## The task
Count the lines in the data below that contain the string "white", and reply with that number alone.

## Records supplied
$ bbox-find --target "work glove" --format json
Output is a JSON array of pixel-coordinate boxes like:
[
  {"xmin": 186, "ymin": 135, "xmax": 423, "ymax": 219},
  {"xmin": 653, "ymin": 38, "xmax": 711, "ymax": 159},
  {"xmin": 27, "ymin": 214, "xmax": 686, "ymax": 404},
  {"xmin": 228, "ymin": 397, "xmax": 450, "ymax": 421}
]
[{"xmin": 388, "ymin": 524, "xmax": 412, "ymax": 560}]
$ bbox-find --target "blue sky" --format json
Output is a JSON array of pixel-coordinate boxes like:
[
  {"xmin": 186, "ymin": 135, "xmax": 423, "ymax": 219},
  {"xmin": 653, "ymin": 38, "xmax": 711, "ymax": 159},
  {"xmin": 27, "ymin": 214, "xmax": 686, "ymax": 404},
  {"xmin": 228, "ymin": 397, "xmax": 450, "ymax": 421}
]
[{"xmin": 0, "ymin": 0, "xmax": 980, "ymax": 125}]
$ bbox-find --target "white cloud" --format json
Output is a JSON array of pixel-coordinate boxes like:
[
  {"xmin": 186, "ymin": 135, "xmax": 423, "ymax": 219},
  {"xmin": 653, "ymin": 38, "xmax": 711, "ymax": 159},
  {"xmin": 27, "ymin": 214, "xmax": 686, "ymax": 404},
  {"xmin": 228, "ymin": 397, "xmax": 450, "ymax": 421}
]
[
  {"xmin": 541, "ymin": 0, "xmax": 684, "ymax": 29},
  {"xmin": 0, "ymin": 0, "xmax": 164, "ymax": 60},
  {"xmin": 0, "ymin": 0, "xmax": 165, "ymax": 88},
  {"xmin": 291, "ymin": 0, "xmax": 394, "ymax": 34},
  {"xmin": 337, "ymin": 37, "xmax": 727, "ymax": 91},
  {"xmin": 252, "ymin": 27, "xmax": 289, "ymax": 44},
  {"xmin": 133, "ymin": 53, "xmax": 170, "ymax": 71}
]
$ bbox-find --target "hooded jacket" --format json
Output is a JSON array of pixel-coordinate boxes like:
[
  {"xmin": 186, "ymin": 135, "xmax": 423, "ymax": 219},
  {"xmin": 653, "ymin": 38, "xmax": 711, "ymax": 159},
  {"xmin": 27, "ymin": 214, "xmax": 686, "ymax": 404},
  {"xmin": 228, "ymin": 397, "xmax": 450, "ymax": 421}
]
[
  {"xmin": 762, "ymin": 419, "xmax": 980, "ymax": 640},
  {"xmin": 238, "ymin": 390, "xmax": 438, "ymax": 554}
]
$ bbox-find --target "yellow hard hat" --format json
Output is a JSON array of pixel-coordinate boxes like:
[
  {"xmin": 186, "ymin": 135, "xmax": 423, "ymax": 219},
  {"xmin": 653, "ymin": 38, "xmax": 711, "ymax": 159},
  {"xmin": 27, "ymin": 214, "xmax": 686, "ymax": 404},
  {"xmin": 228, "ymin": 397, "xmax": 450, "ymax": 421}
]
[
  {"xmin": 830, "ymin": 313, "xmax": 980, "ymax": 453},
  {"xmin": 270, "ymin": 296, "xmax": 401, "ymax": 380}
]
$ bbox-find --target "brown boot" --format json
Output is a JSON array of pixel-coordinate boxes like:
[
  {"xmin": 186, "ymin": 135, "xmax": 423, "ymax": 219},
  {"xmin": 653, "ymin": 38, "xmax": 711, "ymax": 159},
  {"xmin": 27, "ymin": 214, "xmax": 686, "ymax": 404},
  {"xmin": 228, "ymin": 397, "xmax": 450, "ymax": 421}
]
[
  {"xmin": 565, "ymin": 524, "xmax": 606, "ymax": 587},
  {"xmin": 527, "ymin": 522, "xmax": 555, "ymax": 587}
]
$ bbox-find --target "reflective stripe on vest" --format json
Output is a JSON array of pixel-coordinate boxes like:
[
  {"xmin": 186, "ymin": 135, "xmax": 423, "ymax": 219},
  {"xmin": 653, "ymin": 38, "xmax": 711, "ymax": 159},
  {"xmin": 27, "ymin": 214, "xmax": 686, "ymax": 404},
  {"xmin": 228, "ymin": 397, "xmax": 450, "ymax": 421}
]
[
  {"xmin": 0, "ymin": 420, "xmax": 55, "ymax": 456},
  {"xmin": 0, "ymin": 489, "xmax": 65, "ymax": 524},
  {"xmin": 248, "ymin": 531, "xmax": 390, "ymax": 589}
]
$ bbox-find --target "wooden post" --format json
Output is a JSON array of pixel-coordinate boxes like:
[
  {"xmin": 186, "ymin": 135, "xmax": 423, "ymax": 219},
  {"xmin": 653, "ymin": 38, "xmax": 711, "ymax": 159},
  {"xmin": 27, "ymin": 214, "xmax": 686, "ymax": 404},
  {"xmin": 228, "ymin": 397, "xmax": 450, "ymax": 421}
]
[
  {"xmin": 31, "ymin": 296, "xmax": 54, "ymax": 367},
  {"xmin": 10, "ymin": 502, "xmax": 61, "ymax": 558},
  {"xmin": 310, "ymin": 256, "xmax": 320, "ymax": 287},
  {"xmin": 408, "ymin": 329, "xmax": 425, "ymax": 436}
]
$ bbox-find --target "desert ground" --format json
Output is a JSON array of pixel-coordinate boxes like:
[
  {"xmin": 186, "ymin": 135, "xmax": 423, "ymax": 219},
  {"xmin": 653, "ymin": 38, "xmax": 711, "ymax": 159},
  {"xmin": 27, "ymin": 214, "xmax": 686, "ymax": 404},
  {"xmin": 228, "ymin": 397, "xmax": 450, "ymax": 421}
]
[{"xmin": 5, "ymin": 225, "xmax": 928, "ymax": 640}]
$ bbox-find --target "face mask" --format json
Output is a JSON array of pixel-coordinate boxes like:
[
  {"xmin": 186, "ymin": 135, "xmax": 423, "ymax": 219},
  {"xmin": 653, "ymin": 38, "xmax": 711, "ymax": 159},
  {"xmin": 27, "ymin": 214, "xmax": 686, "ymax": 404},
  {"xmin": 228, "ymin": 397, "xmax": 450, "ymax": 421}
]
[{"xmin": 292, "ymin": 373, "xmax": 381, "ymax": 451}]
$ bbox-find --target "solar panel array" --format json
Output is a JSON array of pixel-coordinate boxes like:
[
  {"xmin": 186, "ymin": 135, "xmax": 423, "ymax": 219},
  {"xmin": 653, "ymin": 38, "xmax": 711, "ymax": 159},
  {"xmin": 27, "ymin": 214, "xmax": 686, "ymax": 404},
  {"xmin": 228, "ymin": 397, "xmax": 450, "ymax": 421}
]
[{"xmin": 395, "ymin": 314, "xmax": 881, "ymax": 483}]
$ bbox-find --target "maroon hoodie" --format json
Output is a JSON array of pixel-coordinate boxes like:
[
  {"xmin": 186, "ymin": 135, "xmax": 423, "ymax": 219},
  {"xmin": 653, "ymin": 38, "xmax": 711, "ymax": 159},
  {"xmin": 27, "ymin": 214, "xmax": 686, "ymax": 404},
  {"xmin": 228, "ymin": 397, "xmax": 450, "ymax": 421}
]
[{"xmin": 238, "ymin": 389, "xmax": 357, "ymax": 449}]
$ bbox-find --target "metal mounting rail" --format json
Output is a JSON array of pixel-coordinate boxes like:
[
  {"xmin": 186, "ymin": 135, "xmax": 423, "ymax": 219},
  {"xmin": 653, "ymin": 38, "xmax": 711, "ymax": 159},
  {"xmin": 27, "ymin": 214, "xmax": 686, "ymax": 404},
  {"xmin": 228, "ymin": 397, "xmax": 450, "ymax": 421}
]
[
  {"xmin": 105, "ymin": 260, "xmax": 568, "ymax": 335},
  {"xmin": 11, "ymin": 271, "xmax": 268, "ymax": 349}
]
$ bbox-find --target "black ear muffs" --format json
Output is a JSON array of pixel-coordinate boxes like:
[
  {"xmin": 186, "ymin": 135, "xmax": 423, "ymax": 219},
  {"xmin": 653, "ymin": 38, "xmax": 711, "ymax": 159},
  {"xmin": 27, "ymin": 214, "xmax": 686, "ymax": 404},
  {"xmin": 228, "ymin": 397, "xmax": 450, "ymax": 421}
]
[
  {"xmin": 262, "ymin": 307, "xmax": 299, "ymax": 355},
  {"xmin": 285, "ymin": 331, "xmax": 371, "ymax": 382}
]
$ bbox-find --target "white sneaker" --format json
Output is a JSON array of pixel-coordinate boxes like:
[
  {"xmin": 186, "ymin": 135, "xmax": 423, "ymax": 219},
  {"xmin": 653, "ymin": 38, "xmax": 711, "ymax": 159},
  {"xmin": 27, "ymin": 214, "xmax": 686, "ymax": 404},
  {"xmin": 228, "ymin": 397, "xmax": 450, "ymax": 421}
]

## Solution to this problem
2